=== Listed records ===

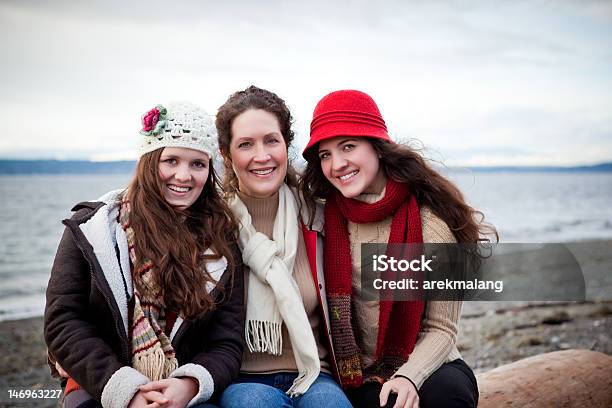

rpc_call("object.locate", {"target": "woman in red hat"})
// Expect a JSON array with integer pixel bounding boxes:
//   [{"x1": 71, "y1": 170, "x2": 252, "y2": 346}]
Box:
[{"x1": 300, "y1": 90, "x2": 496, "y2": 408}]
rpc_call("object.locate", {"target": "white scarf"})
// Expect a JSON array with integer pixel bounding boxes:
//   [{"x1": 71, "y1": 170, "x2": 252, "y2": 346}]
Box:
[{"x1": 228, "y1": 184, "x2": 321, "y2": 396}]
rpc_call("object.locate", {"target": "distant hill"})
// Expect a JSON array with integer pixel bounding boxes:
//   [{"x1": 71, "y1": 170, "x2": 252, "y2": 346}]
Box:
[
  {"x1": 0, "y1": 160, "x2": 136, "y2": 174},
  {"x1": 0, "y1": 160, "x2": 610, "y2": 174},
  {"x1": 463, "y1": 163, "x2": 612, "y2": 173}
]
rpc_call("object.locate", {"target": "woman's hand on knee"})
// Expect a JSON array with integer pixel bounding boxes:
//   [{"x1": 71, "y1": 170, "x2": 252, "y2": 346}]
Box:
[
  {"x1": 139, "y1": 377, "x2": 198, "y2": 408},
  {"x1": 379, "y1": 377, "x2": 419, "y2": 408}
]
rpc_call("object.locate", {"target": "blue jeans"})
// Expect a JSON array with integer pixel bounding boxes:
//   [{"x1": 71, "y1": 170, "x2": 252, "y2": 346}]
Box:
[{"x1": 219, "y1": 372, "x2": 352, "y2": 408}]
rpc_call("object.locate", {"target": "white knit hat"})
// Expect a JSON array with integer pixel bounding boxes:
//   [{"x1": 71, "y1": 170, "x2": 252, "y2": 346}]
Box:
[{"x1": 139, "y1": 101, "x2": 218, "y2": 158}]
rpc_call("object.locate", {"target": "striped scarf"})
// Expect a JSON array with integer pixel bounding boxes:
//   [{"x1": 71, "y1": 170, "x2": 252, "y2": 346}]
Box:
[
  {"x1": 119, "y1": 197, "x2": 178, "y2": 380},
  {"x1": 323, "y1": 178, "x2": 425, "y2": 388}
]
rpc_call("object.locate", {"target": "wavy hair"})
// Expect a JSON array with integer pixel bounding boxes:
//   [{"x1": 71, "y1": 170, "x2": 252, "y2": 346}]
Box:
[
  {"x1": 300, "y1": 139, "x2": 498, "y2": 243},
  {"x1": 126, "y1": 149, "x2": 238, "y2": 318},
  {"x1": 215, "y1": 85, "x2": 298, "y2": 193}
]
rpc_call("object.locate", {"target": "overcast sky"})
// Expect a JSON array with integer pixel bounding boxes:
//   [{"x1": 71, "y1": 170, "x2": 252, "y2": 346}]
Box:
[{"x1": 1, "y1": 0, "x2": 611, "y2": 165}]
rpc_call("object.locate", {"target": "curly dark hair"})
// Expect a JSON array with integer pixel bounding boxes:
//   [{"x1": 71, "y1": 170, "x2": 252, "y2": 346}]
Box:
[
  {"x1": 300, "y1": 138, "x2": 498, "y2": 243},
  {"x1": 215, "y1": 85, "x2": 299, "y2": 192}
]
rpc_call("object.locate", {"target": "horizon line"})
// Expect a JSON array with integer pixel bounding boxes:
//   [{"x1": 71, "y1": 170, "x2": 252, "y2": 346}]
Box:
[{"x1": 0, "y1": 158, "x2": 611, "y2": 171}]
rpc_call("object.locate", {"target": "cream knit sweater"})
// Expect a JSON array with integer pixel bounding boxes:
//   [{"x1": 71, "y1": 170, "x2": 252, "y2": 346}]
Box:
[
  {"x1": 349, "y1": 191, "x2": 462, "y2": 389},
  {"x1": 238, "y1": 191, "x2": 331, "y2": 375}
]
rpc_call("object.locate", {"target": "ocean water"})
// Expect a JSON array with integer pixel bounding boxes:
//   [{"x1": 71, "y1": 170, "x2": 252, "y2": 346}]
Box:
[
  {"x1": 445, "y1": 171, "x2": 612, "y2": 242},
  {"x1": 0, "y1": 174, "x2": 132, "y2": 321},
  {"x1": 0, "y1": 172, "x2": 611, "y2": 321}
]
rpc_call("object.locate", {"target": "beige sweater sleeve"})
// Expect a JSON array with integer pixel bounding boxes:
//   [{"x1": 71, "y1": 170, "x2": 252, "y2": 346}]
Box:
[{"x1": 393, "y1": 208, "x2": 462, "y2": 389}]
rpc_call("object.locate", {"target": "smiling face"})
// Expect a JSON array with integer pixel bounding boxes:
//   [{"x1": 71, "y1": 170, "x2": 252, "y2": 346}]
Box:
[
  {"x1": 318, "y1": 137, "x2": 387, "y2": 198},
  {"x1": 158, "y1": 147, "x2": 210, "y2": 210},
  {"x1": 229, "y1": 109, "x2": 288, "y2": 198}
]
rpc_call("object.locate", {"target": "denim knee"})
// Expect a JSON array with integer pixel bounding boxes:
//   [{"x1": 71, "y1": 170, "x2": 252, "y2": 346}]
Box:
[
  {"x1": 219, "y1": 382, "x2": 292, "y2": 408},
  {"x1": 294, "y1": 374, "x2": 352, "y2": 408}
]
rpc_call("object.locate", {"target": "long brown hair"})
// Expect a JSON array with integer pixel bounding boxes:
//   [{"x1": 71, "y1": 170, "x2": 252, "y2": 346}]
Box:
[
  {"x1": 126, "y1": 149, "x2": 238, "y2": 319},
  {"x1": 301, "y1": 139, "x2": 498, "y2": 243},
  {"x1": 215, "y1": 85, "x2": 298, "y2": 193}
]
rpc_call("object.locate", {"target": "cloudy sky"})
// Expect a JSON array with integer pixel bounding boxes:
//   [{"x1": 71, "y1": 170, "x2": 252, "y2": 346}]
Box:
[{"x1": 1, "y1": 0, "x2": 611, "y2": 166}]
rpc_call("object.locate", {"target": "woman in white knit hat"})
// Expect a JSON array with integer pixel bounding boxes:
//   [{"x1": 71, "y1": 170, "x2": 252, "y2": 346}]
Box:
[
  {"x1": 45, "y1": 102, "x2": 244, "y2": 408},
  {"x1": 214, "y1": 86, "x2": 352, "y2": 408}
]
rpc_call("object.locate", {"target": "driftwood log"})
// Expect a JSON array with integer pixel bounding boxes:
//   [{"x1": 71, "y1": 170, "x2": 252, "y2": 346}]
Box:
[{"x1": 477, "y1": 349, "x2": 612, "y2": 407}]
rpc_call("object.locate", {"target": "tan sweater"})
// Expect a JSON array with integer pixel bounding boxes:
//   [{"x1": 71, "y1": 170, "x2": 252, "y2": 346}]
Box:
[
  {"x1": 238, "y1": 191, "x2": 330, "y2": 374},
  {"x1": 349, "y1": 190, "x2": 462, "y2": 389}
]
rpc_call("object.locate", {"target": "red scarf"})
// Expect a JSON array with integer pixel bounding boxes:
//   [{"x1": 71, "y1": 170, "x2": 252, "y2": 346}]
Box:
[{"x1": 324, "y1": 178, "x2": 425, "y2": 388}]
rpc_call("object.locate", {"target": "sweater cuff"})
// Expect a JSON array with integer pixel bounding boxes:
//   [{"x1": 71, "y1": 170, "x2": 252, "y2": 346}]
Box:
[
  {"x1": 392, "y1": 363, "x2": 429, "y2": 390},
  {"x1": 101, "y1": 366, "x2": 149, "y2": 408},
  {"x1": 170, "y1": 363, "x2": 214, "y2": 406},
  {"x1": 392, "y1": 374, "x2": 419, "y2": 391}
]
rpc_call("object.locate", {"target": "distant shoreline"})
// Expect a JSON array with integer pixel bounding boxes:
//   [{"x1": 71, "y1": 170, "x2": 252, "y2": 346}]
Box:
[
  {"x1": 0, "y1": 160, "x2": 136, "y2": 174},
  {"x1": 451, "y1": 162, "x2": 612, "y2": 173},
  {"x1": 1, "y1": 159, "x2": 611, "y2": 174}
]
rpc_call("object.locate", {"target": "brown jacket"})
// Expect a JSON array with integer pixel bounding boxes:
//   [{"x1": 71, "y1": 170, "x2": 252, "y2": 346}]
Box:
[{"x1": 44, "y1": 191, "x2": 244, "y2": 407}]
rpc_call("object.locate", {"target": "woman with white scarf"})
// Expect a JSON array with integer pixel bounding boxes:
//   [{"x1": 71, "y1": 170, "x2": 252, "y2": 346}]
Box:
[{"x1": 215, "y1": 86, "x2": 351, "y2": 408}]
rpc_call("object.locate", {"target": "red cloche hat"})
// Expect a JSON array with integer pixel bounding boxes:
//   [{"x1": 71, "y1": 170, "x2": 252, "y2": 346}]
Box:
[{"x1": 303, "y1": 89, "x2": 391, "y2": 158}]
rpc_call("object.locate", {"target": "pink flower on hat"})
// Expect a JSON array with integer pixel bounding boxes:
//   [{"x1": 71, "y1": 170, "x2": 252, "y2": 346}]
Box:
[
  {"x1": 140, "y1": 105, "x2": 167, "y2": 136},
  {"x1": 142, "y1": 108, "x2": 160, "y2": 132}
]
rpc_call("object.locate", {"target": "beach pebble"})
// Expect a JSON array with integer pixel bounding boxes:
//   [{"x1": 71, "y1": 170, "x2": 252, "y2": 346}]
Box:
[
  {"x1": 588, "y1": 305, "x2": 612, "y2": 318},
  {"x1": 558, "y1": 342, "x2": 571, "y2": 350},
  {"x1": 519, "y1": 337, "x2": 544, "y2": 347},
  {"x1": 542, "y1": 311, "x2": 571, "y2": 325}
]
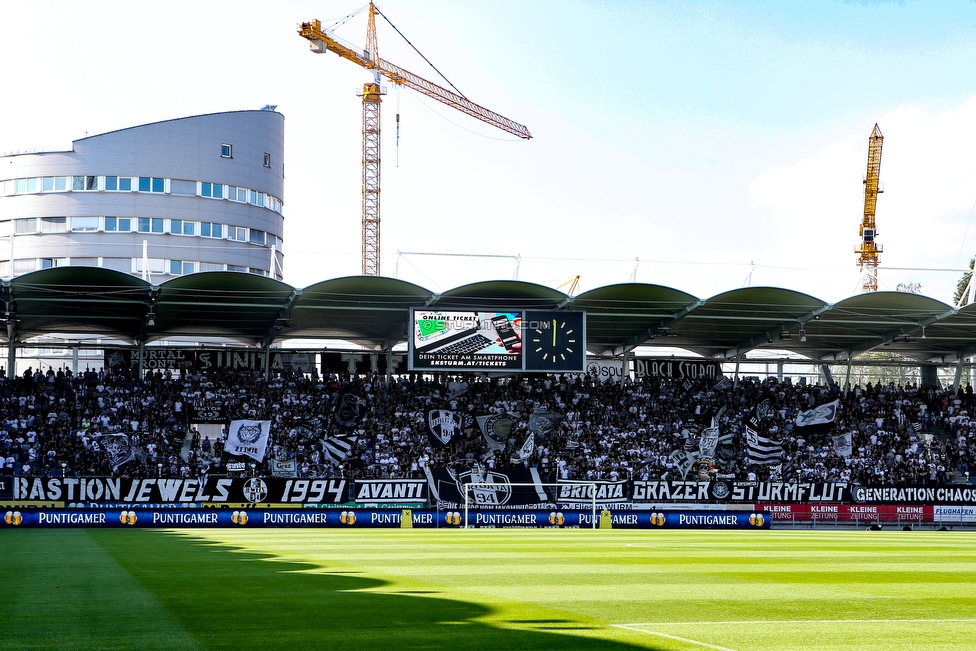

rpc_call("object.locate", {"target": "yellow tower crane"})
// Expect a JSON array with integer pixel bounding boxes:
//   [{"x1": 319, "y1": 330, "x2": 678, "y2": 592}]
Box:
[
  {"x1": 856, "y1": 124, "x2": 884, "y2": 292},
  {"x1": 298, "y1": 4, "x2": 531, "y2": 276}
]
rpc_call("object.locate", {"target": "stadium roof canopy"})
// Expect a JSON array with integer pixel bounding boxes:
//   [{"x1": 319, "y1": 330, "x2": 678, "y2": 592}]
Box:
[{"x1": 3, "y1": 268, "x2": 975, "y2": 364}]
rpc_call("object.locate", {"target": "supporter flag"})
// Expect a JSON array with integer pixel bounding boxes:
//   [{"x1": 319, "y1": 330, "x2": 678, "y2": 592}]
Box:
[
  {"x1": 744, "y1": 425, "x2": 783, "y2": 465},
  {"x1": 425, "y1": 409, "x2": 464, "y2": 447},
  {"x1": 321, "y1": 433, "x2": 358, "y2": 466},
  {"x1": 833, "y1": 431, "x2": 853, "y2": 457},
  {"x1": 511, "y1": 433, "x2": 535, "y2": 464},
  {"x1": 477, "y1": 413, "x2": 517, "y2": 451},
  {"x1": 698, "y1": 425, "x2": 721, "y2": 459},
  {"x1": 794, "y1": 399, "x2": 840, "y2": 434},
  {"x1": 669, "y1": 449, "x2": 697, "y2": 479},
  {"x1": 226, "y1": 420, "x2": 272, "y2": 462},
  {"x1": 270, "y1": 458, "x2": 298, "y2": 477},
  {"x1": 447, "y1": 382, "x2": 469, "y2": 400},
  {"x1": 359, "y1": 438, "x2": 376, "y2": 467},
  {"x1": 713, "y1": 376, "x2": 732, "y2": 391},
  {"x1": 95, "y1": 434, "x2": 135, "y2": 472},
  {"x1": 528, "y1": 409, "x2": 563, "y2": 443},
  {"x1": 334, "y1": 388, "x2": 368, "y2": 428}
]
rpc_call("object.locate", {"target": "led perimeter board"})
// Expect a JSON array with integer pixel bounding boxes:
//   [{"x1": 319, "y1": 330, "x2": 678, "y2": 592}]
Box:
[{"x1": 408, "y1": 309, "x2": 585, "y2": 372}]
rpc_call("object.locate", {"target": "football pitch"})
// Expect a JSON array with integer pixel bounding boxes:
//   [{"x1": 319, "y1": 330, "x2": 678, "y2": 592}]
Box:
[{"x1": 2, "y1": 528, "x2": 975, "y2": 651}]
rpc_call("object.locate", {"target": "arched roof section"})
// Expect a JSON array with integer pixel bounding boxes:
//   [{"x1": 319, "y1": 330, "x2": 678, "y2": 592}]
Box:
[
  {"x1": 794, "y1": 291, "x2": 956, "y2": 362},
  {"x1": 666, "y1": 287, "x2": 830, "y2": 359},
  {"x1": 287, "y1": 276, "x2": 433, "y2": 348},
  {"x1": 571, "y1": 283, "x2": 702, "y2": 356},
  {"x1": 8, "y1": 267, "x2": 151, "y2": 342},
  {"x1": 431, "y1": 280, "x2": 568, "y2": 310},
  {"x1": 150, "y1": 272, "x2": 295, "y2": 345}
]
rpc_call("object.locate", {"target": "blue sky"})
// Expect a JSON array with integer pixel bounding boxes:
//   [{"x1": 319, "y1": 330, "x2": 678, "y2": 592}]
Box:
[{"x1": 3, "y1": 0, "x2": 976, "y2": 303}]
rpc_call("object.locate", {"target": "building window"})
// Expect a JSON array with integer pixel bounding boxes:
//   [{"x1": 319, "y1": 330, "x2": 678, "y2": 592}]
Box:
[
  {"x1": 15, "y1": 178, "x2": 37, "y2": 194},
  {"x1": 14, "y1": 218, "x2": 36, "y2": 234},
  {"x1": 170, "y1": 260, "x2": 195, "y2": 275},
  {"x1": 70, "y1": 216, "x2": 99, "y2": 232},
  {"x1": 105, "y1": 176, "x2": 117, "y2": 191},
  {"x1": 199, "y1": 262, "x2": 224, "y2": 272},
  {"x1": 264, "y1": 153, "x2": 271, "y2": 168},
  {"x1": 249, "y1": 268, "x2": 267, "y2": 276},
  {"x1": 200, "y1": 222, "x2": 223, "y2": 238},
  {"x1": 170, "y1": 220, "x2": 195, "y2": 236},
  {"x1": 221, "y1": 144, "x2": 232, "y2": 158},
  {"x1": 152, "y1": 177, "x2": 164, "y2": 193},
  {"x1": 137, "y1": 218, "x2": 164, "y2": 233},
  {"x1": 12, "y1": 259, "x2": 36, "y2": 274},
  {"x1": 139, "y1": 177, "x2": 151, "y2": 192},
  {"x1": 227, "y1": 265, "x2": 246, "y2": 272},
  {"x1": 40, "y1": 217, "x2": 67, "y2": 233},
  {"x1": 40, "y1": 258, "x2": 53, "y2": 269},
  {"x1": 104, "y1": 217, "x2": 131, "y2": 232},
  {"x1": 249, "y1": 229, "x2": 265, "y2": 245},
  {"x1": 119, "y1": 177, "x2": 132, "y2": 191},
  {"x1": 200, "y1": 182, "x2": 224, "y2": 199},
  {"x1": 227, "y1": 226, "x2": 247, "y2": 242},
  {"x1": 86, "y1": 176, "x2": 99, "y2": 191}
]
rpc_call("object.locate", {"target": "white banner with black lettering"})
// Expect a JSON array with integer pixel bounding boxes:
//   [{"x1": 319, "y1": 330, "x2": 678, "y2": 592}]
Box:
[{"x1": 226, "y1": 420, "x2": 271, "y2": 462}]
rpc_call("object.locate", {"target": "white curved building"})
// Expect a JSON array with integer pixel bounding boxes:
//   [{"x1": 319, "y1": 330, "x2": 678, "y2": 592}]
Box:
[{"x1": 0, "y1": 109, "x2": 284, "y2": 280}]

===

> **Your instructions**: The task calls for every line of the material that contains the string "building".

> **Task result**:
rpc_call("object.locate", {"target": "building window"})
rpc_call("object.locate", {"target": "white curved building"})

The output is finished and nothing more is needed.